» **Task**:
Every entry in the following listing must be restated word for word, though not its pictures.

» **Dataset**:
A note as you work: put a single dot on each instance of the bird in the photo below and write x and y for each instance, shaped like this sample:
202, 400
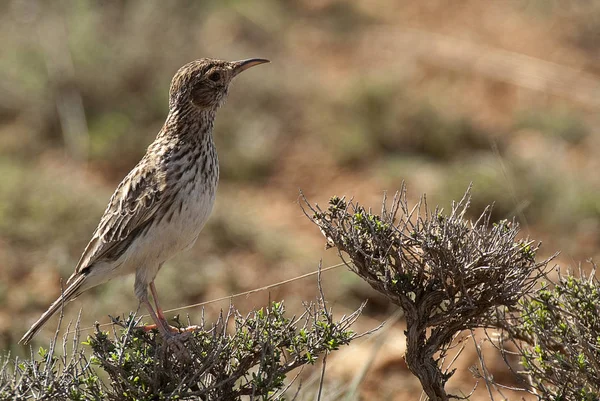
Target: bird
160, 207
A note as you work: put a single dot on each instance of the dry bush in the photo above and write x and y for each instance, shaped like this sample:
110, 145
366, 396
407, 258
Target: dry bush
556, 334
252, 359
447, 274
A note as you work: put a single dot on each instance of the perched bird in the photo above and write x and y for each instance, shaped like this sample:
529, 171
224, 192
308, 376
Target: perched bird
160, 207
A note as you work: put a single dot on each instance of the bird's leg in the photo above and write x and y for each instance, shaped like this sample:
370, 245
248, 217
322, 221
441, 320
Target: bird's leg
162, 317
159, 311
159, 323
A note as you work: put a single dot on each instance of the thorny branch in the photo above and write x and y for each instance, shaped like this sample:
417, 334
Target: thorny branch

» **The answer**:
A note as you work: put a single dot on each instance of the bird in the photo below and write x and y for each instance, shaped like this sample:
202, 400
Target: bird
160, 207
A note as you work: put a single dot on each instance of the dry bush in the photo above and write x and y for each instance, shaped like this sample:
110, 145
366, 396
407, 258
Target: dry bush
556, 334
252, 359
447, 274
A note as you work: put a single dot on each instance of the perched bird in the photo above and write x and y for each instance, shaped like this sample:
529, 171
224, 192
308, 376
Target: perched bird
160, 207
A note as you work: put a single dot on each instance of the bird's leg in the photo above and write x and y for each instance, shaped like this sample:
370, 245
248, 217
322, 221
441, 320
Target: bird's leg
162, 317
159, 311
159, 323
A note as you work: put a single dot on each instance of the thorny branch in the photo above and write x and y for each instance, shaped like this sample:
417, 334
Target: thorny branch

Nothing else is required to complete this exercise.